◆ Task goal ◆
Reproduce every line of the material below word for word, leaving out the pictures.

— begin Data listing —

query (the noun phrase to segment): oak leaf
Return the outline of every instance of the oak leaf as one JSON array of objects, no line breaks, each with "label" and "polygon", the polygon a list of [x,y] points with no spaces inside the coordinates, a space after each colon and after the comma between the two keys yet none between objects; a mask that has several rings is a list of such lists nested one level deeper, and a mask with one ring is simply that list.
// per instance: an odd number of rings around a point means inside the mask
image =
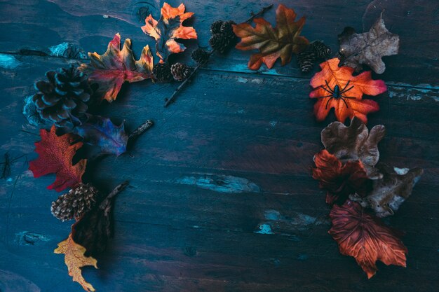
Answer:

— end Data listing —

◆ Solution for this exercise ◆
query (the noun phrase to segment): oak leaf
Return the outline of every instance of the oak leaf as one JSON array of objects, no line breaks, each with "label" and "polygon", the polygon a list of [x,y] points with no spaces inside the coordinates, a space after each colon and after the comma between the two keys yet none between objects; a mask that has several rings is a list of such lists nested one level deeper, and a mask with one ring is simply that list.
// per instance: an odd number of rings around a point means inside the mask
image =
Answer:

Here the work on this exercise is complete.